[Stored records]
___

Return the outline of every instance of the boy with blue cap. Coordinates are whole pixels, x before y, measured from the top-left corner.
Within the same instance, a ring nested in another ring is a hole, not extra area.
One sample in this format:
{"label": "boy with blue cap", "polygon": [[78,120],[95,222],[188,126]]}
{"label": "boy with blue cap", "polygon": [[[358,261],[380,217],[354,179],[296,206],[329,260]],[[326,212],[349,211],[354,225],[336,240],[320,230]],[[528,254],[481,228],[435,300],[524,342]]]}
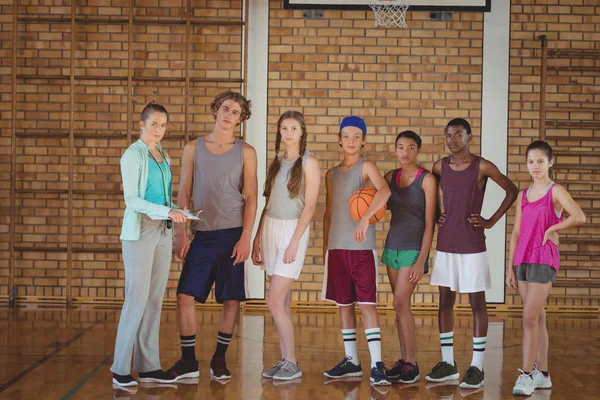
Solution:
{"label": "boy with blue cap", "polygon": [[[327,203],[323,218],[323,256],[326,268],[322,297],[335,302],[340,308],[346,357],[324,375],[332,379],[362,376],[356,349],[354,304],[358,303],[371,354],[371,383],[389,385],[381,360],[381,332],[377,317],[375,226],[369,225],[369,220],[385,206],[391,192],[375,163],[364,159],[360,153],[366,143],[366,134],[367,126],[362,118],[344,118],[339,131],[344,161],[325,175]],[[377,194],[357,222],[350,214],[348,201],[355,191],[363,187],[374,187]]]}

___

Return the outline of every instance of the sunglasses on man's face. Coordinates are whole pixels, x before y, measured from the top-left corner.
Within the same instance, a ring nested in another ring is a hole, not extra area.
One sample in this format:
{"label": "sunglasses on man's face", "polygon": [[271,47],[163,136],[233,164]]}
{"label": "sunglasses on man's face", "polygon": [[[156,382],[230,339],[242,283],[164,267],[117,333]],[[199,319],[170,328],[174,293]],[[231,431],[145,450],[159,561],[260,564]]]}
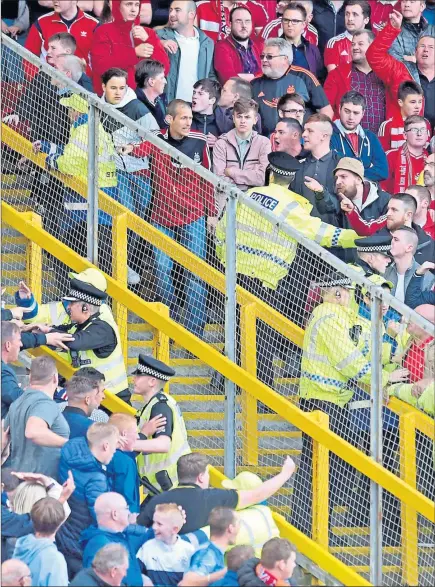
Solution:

___

Go through the lines above and count those that include "pixels"; give the total and nothing more.

2